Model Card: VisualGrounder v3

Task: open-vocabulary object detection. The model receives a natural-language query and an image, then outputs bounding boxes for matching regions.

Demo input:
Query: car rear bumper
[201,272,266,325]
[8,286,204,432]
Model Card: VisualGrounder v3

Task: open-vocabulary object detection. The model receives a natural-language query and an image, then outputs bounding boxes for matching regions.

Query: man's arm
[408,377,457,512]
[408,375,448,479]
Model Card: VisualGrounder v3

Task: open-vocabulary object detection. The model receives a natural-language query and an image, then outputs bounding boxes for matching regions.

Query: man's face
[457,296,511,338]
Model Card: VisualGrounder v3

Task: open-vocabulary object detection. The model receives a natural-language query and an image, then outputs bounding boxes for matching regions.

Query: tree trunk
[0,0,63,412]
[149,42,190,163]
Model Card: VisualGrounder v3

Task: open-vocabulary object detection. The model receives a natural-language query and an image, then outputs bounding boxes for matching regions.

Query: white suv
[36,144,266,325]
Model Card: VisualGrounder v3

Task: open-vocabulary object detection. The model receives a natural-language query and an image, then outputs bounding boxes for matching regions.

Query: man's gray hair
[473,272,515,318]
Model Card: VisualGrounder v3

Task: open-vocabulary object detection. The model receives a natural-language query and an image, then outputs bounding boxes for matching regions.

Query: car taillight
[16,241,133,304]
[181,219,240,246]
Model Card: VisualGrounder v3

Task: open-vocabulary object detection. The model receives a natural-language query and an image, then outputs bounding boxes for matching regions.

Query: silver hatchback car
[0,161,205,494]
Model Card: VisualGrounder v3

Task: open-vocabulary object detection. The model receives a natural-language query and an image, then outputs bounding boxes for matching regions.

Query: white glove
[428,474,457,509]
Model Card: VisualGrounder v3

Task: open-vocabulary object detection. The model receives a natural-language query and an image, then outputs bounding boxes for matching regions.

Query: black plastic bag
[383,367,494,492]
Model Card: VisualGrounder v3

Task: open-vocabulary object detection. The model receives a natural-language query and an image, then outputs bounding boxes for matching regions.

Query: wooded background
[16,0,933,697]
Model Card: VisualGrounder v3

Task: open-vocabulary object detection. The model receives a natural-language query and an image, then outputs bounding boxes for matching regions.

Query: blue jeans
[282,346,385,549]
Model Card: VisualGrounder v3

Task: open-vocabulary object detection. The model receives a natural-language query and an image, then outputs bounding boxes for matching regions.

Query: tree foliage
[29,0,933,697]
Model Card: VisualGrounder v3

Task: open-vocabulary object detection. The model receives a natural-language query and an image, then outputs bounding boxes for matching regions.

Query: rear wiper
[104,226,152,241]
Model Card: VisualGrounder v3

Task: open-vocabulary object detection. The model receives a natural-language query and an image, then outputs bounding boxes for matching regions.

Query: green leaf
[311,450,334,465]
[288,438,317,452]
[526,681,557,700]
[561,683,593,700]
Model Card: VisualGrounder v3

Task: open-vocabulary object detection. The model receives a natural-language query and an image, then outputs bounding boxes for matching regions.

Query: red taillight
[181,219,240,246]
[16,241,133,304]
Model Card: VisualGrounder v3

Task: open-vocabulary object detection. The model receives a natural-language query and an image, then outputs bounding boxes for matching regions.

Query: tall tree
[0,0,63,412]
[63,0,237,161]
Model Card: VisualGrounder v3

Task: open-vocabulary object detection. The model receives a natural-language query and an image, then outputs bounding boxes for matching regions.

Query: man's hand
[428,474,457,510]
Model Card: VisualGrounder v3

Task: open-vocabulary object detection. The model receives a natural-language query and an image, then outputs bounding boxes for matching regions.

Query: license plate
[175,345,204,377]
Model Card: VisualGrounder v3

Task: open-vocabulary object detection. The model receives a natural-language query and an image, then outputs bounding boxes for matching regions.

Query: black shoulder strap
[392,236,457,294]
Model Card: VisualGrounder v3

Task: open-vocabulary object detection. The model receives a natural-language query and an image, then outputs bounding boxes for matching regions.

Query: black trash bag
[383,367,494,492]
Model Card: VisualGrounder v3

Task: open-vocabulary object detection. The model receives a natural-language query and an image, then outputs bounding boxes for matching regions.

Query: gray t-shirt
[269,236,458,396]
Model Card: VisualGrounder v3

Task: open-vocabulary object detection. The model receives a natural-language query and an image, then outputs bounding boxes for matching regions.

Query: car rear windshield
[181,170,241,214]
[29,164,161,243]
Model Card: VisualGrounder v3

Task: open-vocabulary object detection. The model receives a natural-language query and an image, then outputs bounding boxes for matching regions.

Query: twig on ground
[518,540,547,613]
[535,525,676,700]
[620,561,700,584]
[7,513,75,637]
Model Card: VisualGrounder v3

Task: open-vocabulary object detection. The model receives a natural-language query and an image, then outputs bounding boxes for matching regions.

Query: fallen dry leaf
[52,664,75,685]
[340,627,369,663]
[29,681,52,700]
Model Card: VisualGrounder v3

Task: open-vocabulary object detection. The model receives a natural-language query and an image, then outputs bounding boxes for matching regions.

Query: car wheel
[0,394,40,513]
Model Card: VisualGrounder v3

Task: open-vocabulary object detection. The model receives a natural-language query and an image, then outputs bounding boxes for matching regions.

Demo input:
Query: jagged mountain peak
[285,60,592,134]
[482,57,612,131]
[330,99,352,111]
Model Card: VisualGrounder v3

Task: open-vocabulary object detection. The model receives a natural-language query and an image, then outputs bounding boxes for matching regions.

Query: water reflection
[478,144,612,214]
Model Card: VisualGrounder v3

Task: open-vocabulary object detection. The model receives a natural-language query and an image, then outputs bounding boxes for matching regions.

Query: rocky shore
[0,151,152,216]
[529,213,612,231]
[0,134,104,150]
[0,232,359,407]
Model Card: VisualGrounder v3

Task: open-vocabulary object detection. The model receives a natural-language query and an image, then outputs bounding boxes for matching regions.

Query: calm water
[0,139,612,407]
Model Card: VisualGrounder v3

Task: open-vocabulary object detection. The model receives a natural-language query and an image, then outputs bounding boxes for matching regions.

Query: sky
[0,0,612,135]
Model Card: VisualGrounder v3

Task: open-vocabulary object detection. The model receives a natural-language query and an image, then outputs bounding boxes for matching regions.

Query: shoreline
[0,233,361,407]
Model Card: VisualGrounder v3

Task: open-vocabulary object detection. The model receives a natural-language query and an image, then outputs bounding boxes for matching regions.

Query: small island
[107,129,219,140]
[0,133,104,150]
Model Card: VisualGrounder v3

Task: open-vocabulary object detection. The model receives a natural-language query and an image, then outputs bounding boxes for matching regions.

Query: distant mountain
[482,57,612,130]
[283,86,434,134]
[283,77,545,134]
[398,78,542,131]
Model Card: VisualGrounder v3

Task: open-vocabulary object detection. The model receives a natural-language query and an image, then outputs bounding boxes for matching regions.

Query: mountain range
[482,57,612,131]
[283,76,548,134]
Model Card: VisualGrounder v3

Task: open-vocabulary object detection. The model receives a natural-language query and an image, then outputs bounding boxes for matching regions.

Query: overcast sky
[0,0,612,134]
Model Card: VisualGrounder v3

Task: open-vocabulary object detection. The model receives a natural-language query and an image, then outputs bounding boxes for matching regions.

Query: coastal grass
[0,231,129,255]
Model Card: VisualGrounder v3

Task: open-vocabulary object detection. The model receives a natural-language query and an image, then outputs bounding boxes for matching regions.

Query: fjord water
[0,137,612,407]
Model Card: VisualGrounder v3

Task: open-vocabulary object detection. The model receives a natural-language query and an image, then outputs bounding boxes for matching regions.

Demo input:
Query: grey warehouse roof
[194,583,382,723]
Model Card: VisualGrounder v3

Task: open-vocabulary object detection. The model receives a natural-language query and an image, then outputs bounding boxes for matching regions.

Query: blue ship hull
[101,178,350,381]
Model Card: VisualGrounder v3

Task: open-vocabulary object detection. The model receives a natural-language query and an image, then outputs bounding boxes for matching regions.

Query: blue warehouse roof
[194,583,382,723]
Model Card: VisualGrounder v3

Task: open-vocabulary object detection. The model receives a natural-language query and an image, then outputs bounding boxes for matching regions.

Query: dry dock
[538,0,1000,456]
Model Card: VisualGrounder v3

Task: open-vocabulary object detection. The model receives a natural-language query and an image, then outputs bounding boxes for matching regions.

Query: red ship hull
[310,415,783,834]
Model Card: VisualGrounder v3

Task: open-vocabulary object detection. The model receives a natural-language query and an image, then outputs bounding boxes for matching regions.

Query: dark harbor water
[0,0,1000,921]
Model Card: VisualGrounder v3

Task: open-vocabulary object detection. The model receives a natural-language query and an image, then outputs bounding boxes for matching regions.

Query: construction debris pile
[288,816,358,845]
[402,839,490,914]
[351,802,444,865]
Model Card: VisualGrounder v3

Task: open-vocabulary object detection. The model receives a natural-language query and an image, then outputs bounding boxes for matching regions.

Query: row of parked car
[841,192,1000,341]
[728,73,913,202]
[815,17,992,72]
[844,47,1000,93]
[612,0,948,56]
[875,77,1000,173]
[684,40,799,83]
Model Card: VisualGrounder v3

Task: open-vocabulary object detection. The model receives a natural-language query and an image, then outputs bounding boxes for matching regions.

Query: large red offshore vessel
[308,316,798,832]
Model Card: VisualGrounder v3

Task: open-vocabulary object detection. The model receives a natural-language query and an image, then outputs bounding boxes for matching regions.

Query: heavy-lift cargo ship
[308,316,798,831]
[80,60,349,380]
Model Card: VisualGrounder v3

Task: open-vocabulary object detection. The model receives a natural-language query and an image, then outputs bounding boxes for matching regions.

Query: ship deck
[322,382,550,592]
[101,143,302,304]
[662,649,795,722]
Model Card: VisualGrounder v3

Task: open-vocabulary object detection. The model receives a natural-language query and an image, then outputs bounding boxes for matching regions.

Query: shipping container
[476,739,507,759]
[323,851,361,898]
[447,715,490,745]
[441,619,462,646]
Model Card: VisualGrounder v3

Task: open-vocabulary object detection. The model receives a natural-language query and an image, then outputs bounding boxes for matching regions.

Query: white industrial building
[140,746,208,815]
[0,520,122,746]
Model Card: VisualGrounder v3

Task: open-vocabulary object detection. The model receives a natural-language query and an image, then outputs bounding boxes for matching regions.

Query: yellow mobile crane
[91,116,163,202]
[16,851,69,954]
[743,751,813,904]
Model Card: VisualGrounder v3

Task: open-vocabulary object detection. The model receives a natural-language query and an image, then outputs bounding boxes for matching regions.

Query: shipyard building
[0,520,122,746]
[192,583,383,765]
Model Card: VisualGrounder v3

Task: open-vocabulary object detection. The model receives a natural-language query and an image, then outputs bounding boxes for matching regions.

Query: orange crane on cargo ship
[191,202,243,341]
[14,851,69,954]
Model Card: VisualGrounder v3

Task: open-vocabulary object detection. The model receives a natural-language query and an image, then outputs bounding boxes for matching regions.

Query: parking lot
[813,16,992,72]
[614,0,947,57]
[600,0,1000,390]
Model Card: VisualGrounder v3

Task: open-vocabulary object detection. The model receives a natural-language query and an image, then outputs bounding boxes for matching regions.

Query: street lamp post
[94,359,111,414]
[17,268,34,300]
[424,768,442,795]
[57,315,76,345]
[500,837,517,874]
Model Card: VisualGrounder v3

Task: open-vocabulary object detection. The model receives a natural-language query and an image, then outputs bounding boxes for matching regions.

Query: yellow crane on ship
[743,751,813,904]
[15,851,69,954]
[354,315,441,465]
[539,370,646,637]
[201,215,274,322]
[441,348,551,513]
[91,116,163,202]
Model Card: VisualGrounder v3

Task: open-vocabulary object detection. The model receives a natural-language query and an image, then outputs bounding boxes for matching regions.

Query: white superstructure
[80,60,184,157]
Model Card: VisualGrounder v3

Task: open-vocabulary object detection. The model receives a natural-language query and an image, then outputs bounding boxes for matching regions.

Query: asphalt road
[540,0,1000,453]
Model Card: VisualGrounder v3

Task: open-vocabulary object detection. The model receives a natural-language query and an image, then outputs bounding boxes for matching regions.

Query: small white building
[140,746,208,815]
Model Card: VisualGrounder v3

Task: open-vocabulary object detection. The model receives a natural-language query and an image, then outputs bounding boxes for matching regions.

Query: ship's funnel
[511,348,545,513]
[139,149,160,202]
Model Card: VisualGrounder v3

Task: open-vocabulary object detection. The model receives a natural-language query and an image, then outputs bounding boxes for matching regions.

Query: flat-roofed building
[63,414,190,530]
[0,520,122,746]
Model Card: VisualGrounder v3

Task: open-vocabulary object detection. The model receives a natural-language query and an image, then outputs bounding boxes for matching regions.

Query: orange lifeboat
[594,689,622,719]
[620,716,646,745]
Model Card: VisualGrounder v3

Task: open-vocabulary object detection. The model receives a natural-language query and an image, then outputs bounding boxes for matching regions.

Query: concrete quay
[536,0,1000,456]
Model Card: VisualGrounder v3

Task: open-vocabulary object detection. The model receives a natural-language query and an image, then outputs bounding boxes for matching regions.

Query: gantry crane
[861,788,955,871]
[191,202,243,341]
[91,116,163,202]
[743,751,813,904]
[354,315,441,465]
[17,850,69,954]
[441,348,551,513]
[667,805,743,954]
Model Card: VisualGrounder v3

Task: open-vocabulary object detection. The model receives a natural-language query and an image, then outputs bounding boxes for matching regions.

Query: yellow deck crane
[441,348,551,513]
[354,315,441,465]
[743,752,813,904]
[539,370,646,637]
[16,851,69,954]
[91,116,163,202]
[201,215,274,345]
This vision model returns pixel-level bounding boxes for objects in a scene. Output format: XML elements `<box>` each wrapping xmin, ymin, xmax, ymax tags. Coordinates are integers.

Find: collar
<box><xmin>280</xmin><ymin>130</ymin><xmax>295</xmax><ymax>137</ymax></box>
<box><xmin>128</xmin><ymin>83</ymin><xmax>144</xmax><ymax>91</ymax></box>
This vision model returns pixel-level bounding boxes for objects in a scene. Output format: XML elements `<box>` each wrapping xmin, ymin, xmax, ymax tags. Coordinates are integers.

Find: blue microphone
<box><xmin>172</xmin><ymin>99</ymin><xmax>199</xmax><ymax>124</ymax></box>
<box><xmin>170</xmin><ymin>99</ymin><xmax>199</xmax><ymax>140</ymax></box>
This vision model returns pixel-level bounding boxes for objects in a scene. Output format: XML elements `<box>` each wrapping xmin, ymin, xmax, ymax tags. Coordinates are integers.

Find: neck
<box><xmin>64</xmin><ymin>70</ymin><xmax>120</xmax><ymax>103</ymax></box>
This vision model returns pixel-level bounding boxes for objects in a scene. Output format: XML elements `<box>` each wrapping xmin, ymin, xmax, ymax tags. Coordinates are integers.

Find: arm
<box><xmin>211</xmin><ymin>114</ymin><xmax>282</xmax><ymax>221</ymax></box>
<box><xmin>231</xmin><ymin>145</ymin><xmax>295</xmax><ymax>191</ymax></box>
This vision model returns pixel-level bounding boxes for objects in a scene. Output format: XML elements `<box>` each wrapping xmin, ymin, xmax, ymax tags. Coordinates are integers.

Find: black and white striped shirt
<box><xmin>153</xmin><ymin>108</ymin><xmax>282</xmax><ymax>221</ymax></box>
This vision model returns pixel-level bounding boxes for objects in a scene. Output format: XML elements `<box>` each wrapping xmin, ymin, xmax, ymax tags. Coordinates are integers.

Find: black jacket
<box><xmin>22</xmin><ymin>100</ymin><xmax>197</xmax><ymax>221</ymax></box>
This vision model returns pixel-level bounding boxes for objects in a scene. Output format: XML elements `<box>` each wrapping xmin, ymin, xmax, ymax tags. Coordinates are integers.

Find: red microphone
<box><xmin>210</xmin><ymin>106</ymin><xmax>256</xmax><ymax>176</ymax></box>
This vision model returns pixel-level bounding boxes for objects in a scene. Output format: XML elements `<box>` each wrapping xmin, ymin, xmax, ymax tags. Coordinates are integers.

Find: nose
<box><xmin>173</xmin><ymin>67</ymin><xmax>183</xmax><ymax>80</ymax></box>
+ + + + +
→ Challenge:
Convert the material above, from its first line through the line containing "[8,286,204,432]", into a JSON list of strings with one string per line, omitting blank lines.

→ Task solution:
[
  "Model Card: VisualGrounder v3",
  "Task: open-vocabulary object detection. The model receives a natural-language query and an image, then outputs bounding boxes for matching regions.",
  "Demo input:",
  "Query: car rear bumper",
  "[201,272,266,325]",
  "[8,286,204,432]"
]